SET EXERCISE –
Identify each line of the material below that contains the word "rolled", and copy every such line in full.

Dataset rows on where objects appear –
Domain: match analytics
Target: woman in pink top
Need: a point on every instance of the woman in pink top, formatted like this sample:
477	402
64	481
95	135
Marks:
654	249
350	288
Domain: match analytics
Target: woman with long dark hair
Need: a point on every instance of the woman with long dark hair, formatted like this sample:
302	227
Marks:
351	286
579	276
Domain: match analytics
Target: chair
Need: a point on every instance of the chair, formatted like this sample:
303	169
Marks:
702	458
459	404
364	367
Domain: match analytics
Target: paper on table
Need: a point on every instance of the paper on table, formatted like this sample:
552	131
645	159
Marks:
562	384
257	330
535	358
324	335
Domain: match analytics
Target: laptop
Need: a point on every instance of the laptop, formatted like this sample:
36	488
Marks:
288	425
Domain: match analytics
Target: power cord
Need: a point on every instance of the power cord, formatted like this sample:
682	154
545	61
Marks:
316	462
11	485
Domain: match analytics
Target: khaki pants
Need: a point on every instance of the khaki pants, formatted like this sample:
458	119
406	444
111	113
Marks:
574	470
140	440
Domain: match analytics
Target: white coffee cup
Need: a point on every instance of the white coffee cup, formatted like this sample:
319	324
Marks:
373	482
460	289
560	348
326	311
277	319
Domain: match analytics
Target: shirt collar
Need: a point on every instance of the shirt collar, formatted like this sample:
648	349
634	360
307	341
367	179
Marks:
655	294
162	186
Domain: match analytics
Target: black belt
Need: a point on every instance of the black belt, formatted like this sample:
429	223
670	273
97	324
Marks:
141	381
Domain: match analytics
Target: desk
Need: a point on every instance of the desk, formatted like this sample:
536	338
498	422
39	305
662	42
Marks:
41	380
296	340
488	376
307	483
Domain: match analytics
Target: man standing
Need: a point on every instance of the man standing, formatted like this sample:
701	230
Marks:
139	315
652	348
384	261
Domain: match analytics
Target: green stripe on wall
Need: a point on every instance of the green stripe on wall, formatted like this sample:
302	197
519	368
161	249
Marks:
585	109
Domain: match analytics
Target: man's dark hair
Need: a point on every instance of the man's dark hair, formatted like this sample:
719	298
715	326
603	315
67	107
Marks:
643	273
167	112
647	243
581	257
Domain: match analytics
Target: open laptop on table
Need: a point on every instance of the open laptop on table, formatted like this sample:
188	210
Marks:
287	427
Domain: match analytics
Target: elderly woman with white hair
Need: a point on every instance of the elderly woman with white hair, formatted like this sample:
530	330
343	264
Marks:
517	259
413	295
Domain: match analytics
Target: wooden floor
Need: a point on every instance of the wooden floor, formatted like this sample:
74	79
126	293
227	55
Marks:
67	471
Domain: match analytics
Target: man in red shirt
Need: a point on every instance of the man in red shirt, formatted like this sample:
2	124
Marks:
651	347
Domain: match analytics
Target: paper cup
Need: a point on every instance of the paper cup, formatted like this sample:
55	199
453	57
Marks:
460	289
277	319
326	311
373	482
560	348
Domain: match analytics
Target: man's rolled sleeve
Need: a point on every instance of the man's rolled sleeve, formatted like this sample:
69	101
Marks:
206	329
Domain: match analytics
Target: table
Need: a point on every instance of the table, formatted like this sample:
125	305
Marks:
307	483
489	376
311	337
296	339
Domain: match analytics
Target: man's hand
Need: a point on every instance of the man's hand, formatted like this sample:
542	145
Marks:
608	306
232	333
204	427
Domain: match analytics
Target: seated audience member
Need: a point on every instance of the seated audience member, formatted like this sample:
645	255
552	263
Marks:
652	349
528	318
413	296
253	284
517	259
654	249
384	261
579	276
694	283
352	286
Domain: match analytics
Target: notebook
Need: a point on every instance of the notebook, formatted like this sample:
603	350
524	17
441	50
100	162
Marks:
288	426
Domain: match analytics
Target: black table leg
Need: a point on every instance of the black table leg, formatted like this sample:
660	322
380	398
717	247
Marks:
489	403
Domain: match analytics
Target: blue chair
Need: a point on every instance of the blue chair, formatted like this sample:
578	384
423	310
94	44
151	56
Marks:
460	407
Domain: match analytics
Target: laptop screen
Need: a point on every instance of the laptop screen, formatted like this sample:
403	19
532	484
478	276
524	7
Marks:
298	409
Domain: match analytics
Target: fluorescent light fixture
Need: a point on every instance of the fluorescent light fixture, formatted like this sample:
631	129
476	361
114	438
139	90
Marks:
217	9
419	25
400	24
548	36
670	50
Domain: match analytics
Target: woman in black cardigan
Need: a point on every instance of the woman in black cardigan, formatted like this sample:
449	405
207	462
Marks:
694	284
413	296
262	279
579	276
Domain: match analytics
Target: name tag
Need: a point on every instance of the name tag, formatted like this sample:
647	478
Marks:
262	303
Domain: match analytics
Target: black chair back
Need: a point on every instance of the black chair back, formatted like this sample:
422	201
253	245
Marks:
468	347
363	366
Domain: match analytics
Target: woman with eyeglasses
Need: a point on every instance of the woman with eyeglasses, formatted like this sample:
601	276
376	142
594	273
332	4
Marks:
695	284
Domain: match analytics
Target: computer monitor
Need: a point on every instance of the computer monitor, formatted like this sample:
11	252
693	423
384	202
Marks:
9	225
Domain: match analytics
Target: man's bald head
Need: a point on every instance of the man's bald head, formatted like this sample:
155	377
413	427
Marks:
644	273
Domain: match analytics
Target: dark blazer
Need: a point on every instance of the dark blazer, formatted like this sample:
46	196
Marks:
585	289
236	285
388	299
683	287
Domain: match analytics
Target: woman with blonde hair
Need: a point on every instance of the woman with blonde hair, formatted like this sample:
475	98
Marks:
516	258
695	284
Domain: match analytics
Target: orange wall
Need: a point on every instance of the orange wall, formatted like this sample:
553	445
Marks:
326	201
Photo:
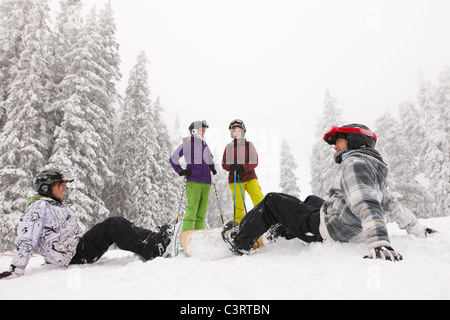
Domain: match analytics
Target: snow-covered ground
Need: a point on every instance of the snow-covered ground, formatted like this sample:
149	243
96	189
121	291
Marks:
286	270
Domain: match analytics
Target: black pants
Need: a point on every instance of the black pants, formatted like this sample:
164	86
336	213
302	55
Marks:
299	219
94	243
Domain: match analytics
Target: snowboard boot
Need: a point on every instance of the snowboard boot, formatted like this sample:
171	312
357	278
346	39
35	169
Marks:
167	231
229	234
275	232
156	243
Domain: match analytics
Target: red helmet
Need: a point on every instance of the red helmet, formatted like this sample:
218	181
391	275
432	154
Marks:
357	135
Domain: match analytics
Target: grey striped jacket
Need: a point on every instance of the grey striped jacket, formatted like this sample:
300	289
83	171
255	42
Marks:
360	201
49	227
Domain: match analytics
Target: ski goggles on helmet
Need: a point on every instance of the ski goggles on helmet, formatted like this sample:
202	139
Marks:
63	177
331	136
237	123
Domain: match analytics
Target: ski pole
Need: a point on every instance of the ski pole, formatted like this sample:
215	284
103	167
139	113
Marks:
234	209
218	202
242	194
181	201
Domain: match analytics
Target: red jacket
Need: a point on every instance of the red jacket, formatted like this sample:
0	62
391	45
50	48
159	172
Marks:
242	153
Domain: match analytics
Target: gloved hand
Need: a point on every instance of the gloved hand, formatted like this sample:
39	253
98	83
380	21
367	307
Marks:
429	231
239	169
421	232
5	274
384	253
187	173
14	273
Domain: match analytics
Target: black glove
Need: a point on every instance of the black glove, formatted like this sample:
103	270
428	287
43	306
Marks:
384	253
187	173
238	169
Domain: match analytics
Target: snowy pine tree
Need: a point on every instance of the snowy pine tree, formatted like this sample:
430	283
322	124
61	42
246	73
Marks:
12	25
288	178
395	150
27	132
438	155
168	187
323	167
83	139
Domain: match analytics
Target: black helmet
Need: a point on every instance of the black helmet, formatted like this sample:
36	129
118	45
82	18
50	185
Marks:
358	136
237	123
45	179
196	125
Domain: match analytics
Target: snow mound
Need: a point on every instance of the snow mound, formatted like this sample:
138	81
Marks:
286	270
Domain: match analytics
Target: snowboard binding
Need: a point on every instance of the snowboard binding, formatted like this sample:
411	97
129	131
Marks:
229	233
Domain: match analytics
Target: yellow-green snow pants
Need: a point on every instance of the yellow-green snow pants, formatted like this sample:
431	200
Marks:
253	189
197	195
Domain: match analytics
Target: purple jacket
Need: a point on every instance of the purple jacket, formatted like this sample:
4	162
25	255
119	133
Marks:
198	158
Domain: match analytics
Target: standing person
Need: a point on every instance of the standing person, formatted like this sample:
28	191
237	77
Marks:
52	228
355	211
240	157
200	164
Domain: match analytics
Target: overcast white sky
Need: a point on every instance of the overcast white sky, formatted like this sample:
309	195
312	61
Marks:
268	62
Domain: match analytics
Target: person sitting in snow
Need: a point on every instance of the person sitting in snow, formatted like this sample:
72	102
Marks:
358	201
52	228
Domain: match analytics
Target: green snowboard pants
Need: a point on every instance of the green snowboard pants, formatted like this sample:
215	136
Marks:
197	196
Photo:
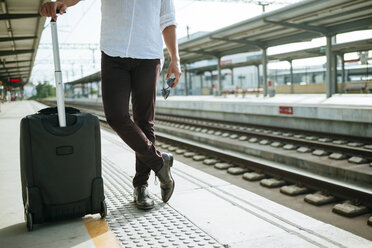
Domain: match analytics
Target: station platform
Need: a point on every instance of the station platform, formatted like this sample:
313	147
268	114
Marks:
345	114
204	211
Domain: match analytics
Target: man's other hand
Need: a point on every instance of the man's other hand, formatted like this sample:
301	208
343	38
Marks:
174	68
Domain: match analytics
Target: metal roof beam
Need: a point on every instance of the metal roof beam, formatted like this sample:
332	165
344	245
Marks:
14	74
3	63
201	51
17	38
11	52
315	29
13	68
351	26
18	16
289	39
242	41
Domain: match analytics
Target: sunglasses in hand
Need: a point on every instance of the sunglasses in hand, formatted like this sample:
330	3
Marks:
166	91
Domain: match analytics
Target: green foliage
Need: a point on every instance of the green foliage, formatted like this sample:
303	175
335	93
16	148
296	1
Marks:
44	90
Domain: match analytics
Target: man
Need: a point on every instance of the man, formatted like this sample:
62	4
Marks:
132	51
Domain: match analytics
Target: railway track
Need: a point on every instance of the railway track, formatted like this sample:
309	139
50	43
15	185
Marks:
338	191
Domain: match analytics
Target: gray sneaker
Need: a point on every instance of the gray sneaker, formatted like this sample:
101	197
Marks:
142	198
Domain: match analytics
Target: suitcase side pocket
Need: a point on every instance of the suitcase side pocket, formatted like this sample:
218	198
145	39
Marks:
97	194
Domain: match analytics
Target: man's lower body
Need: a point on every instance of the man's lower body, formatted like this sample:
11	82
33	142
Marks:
122	77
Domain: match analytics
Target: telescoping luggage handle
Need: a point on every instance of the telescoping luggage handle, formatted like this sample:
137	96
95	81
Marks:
58	76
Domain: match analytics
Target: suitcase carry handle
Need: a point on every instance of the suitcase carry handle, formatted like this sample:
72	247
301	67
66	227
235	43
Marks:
58	76
54	110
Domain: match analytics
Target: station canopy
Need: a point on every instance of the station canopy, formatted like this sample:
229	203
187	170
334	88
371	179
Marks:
340	48
298	22
20	30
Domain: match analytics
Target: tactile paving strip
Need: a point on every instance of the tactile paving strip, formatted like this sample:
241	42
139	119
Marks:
161	226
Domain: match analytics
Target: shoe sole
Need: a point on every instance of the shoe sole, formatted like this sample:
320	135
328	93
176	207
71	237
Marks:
142	208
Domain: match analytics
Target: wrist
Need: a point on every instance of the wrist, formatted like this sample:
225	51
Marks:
175	58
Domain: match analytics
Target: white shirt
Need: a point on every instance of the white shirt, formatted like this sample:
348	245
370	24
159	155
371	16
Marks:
133	28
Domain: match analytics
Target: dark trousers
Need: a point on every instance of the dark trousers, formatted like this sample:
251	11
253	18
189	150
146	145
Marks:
120	78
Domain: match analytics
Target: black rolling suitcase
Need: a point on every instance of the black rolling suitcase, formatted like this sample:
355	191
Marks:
60	152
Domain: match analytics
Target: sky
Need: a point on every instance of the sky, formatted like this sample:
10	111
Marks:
81	25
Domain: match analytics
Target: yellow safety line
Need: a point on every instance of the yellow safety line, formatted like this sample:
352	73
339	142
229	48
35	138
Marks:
100	232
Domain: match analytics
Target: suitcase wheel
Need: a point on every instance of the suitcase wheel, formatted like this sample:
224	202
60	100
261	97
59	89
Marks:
29	221
103	209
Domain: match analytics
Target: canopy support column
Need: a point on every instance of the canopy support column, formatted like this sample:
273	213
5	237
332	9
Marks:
291	71
329	74
219	76
186	81
264	68
342	57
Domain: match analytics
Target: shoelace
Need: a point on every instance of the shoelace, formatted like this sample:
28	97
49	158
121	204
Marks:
156	181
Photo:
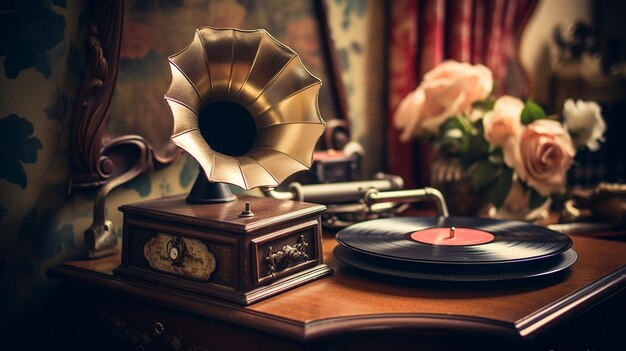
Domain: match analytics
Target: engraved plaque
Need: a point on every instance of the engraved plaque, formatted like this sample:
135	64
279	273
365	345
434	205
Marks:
179	255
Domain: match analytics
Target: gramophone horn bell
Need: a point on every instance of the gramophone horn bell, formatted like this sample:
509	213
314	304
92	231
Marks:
244	106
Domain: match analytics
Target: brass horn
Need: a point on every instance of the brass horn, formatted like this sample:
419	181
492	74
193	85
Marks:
245	107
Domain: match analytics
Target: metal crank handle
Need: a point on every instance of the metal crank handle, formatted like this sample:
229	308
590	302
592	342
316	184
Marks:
373	196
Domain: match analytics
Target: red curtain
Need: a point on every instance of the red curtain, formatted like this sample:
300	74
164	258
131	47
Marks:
425	32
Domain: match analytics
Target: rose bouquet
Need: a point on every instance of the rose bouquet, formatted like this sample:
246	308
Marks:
514	153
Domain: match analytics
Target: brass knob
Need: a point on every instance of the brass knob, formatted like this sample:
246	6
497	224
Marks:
159	328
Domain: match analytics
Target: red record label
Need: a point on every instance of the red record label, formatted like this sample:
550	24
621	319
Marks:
452	236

CORRECT ANSWER –
Target: man's rolled sleeve
Need: a point on every instance of the man's rolled sleeve, formatted like this sample:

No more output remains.